»»

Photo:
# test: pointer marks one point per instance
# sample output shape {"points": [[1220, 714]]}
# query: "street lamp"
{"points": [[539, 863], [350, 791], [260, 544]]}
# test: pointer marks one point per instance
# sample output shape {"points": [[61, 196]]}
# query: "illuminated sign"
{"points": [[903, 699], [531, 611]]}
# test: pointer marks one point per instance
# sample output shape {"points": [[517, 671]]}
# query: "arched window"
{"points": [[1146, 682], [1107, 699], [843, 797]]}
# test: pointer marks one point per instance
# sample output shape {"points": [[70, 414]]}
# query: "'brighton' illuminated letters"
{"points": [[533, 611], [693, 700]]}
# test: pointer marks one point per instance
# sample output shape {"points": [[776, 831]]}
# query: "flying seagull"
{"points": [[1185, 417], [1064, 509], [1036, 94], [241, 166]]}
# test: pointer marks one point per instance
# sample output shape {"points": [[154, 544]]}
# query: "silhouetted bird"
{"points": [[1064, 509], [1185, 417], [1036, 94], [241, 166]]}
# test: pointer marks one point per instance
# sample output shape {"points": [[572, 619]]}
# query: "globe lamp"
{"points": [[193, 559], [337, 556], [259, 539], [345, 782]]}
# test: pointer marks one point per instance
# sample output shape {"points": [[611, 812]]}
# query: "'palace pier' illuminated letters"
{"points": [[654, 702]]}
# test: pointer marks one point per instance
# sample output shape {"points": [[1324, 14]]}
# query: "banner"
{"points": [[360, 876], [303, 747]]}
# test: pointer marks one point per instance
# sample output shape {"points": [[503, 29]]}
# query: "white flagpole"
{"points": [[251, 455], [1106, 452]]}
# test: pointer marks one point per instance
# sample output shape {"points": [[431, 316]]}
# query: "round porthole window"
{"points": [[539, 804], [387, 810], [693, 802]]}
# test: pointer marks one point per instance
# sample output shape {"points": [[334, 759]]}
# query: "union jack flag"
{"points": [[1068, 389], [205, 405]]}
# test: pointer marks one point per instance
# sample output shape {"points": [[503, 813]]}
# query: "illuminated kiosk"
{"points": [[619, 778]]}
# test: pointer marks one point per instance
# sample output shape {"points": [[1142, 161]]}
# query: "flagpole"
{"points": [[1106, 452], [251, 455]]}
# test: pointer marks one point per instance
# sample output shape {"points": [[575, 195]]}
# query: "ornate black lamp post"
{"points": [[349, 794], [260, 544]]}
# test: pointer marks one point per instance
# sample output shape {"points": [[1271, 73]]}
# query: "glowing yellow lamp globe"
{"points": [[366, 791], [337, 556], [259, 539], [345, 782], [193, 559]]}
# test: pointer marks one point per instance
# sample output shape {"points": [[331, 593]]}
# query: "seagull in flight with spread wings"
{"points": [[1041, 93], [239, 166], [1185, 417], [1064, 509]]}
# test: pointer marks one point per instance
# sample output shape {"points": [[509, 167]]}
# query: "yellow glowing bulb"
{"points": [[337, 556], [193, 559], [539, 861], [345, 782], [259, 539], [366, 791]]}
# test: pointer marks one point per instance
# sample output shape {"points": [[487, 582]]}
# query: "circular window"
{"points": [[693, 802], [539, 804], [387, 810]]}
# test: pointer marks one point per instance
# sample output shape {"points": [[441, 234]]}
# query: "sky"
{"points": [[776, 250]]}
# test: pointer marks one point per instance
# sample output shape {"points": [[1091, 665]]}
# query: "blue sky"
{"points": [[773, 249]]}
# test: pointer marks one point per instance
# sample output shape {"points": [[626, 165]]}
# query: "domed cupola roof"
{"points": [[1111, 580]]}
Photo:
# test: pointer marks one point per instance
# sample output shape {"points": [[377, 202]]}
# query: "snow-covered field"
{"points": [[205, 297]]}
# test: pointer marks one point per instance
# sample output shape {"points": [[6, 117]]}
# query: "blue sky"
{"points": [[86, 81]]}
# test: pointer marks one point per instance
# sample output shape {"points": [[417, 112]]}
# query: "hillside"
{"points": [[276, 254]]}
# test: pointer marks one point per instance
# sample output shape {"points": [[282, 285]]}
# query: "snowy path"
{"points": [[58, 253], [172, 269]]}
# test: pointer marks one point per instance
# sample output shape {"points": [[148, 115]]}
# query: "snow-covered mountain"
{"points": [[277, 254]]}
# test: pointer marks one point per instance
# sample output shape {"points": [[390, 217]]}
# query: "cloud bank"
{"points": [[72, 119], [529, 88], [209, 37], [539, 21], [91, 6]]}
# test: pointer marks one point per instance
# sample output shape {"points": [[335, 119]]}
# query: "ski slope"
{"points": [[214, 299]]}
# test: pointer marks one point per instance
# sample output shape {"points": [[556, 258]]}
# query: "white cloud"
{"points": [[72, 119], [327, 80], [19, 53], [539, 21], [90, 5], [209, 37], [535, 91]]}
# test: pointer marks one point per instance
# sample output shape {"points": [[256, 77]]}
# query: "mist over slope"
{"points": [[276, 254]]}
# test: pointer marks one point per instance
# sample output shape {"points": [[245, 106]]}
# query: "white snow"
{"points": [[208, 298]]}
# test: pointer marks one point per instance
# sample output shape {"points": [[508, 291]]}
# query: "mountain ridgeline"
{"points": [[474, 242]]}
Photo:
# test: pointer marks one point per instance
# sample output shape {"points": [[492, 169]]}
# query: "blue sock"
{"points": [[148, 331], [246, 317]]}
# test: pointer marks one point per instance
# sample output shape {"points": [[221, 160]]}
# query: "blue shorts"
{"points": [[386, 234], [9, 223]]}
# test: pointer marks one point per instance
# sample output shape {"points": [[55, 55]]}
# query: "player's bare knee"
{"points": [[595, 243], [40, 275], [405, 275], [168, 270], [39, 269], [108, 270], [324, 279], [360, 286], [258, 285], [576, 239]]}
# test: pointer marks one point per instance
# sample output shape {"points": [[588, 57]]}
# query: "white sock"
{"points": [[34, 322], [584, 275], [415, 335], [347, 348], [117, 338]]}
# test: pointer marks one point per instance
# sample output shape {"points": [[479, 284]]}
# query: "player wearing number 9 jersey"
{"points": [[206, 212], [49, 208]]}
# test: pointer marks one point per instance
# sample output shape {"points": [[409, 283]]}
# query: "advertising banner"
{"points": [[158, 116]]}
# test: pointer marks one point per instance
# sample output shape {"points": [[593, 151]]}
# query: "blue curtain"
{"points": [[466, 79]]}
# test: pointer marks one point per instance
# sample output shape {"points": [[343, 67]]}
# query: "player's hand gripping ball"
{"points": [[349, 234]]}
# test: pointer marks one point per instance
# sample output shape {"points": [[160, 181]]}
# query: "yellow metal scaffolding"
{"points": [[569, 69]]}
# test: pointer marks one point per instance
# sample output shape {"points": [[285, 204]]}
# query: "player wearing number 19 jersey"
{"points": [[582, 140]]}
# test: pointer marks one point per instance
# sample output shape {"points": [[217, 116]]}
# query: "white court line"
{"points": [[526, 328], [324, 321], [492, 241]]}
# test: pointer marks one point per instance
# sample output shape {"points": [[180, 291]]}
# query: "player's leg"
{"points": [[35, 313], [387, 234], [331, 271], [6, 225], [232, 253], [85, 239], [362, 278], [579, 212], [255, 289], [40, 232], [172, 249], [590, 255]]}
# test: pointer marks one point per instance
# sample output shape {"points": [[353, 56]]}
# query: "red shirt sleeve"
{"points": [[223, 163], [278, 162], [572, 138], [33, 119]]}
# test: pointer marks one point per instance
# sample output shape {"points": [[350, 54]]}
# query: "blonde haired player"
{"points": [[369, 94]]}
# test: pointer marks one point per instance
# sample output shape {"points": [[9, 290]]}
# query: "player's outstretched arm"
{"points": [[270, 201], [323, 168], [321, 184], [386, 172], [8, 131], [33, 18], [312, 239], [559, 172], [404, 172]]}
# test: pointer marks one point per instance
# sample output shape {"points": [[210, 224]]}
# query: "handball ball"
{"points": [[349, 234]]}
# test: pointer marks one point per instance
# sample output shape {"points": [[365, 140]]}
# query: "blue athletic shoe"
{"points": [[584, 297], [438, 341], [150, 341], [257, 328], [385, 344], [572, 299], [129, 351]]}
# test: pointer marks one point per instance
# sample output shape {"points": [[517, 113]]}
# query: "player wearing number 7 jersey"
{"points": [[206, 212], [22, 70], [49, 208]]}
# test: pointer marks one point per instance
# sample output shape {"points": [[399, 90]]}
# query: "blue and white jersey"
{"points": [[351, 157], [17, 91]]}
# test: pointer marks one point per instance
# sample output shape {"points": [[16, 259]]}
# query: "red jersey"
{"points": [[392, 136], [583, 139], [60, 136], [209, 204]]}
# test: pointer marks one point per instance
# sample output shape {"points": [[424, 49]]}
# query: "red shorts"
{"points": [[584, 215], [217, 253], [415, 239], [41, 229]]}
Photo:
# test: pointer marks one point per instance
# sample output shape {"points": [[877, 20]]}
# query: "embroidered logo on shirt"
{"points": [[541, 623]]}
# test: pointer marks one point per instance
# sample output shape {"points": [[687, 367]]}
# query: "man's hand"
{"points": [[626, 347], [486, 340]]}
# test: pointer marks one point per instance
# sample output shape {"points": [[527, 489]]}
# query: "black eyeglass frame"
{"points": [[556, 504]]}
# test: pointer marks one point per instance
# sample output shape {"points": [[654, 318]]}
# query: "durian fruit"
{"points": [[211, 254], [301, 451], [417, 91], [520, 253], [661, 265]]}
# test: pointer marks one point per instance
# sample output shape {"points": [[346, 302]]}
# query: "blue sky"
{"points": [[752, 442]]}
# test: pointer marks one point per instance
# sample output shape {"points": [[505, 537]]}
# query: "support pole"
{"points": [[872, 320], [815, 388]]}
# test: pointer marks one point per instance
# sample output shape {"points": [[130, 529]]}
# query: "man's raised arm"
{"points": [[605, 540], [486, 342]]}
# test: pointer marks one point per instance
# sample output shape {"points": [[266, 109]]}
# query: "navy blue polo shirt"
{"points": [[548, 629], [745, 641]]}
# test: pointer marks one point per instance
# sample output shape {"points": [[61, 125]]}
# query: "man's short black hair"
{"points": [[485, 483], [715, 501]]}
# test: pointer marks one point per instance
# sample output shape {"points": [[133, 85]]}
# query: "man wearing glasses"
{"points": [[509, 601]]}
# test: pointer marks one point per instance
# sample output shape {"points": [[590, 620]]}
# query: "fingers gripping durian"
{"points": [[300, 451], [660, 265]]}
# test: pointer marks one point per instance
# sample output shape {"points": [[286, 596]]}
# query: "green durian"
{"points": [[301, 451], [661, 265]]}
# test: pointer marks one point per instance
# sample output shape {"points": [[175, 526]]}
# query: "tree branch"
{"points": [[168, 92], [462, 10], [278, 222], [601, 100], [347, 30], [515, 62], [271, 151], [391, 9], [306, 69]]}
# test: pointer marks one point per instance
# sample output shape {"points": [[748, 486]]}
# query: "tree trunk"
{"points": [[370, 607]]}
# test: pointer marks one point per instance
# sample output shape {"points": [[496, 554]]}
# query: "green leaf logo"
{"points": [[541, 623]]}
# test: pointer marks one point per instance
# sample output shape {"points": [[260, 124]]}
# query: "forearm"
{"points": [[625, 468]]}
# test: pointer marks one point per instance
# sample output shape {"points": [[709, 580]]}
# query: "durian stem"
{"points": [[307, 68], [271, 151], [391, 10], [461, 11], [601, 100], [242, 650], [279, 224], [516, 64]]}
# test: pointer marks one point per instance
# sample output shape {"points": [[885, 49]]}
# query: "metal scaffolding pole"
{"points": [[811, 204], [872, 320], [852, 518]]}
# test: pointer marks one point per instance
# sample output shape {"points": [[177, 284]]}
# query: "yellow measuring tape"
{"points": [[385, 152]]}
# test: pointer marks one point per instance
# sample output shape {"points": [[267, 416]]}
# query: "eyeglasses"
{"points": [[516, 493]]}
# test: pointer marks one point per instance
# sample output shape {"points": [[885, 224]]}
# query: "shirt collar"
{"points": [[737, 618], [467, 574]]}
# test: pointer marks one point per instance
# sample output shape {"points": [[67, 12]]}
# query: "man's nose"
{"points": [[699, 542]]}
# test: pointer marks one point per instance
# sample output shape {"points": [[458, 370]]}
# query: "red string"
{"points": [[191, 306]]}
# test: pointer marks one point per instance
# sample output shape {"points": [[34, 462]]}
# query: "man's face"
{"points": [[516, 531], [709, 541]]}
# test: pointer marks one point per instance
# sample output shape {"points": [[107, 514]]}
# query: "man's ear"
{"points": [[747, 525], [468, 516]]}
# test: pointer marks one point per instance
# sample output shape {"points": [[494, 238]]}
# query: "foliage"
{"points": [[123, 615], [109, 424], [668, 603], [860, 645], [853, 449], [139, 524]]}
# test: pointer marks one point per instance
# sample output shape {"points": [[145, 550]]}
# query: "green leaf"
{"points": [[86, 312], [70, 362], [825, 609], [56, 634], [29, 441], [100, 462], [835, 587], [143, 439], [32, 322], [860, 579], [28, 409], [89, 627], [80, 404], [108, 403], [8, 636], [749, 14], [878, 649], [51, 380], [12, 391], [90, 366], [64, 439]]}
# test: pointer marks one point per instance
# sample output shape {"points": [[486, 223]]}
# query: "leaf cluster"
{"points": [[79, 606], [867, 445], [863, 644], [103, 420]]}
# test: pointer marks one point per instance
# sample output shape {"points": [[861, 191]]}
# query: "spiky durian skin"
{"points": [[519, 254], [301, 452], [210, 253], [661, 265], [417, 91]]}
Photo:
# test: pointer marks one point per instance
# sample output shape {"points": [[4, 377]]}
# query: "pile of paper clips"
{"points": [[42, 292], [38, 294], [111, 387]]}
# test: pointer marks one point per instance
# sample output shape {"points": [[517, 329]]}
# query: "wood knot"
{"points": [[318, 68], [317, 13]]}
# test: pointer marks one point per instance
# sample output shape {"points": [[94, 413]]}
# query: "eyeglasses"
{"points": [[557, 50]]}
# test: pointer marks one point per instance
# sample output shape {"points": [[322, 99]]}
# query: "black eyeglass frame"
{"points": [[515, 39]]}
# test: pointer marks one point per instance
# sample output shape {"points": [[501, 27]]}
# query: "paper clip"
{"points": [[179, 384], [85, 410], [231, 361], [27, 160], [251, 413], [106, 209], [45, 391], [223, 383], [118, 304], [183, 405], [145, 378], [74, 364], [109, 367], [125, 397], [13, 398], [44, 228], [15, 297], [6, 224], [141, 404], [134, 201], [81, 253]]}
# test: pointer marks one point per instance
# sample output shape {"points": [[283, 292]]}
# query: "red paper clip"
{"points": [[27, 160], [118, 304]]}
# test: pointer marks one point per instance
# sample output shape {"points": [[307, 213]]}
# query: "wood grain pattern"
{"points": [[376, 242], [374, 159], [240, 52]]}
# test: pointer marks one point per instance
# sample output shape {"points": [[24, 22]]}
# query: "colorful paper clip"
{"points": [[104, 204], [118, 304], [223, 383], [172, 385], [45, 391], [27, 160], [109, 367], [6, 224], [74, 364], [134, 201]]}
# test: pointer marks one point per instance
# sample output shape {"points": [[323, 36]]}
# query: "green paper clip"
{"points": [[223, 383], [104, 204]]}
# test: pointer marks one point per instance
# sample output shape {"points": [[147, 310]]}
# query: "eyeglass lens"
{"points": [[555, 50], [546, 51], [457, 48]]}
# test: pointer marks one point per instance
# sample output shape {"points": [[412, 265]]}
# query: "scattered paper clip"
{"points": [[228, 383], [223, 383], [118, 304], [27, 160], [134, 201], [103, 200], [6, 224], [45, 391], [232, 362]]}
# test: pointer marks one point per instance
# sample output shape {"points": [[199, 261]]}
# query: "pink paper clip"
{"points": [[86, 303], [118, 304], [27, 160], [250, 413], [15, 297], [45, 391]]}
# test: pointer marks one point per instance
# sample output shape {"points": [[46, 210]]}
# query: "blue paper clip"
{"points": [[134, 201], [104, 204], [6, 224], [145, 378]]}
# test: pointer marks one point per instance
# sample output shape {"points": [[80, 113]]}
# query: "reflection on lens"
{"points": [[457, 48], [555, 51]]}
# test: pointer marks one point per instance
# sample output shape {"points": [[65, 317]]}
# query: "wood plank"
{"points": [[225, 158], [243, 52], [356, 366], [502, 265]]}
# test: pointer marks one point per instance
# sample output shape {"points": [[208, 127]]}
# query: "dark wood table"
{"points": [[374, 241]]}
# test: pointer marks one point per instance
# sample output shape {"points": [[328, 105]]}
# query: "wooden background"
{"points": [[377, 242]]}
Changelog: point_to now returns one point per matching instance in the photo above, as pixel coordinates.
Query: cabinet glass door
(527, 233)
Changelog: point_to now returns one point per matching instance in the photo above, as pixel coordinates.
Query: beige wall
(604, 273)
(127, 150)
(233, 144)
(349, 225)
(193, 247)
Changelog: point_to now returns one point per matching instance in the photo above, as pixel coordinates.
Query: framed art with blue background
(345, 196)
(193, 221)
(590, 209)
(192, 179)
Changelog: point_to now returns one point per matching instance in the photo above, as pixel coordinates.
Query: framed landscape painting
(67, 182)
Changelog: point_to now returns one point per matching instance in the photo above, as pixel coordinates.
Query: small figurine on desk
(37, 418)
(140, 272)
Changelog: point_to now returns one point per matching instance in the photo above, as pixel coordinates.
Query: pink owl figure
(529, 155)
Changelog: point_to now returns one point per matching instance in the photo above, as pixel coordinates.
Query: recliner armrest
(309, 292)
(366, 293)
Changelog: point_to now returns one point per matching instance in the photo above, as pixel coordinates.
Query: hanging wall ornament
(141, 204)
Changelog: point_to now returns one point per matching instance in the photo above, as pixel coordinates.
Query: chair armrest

««

§ **YOUR ASSIGNMENT**: Using the records above, please retype only the run of lines from the line holding "Query: small figurine on desk" through the last line, both ends included.

§ **WRITTEN ANSWER**:
Query: small figurine on desk
(37, 418)
(140, 272)
Changelog: point_to now returns one point per matching instance in the photo above, as pixel coordinates.
Query: pink owl figure
(529, 155)
Changelog: point_to now returns one point per matching instance in the photo above, as pixel coordinates.
Query: recliner armrest
(309, 292)
(366, 293)
Changelog: point_to now returns one point per matching instance in the photo above, as pixel coordinates.
Query: hanging wall ornament
(141, 204)
Changelog: point_to now returns one point per matching instance in the photo above, as pixel coordinates.
Query: chair armrest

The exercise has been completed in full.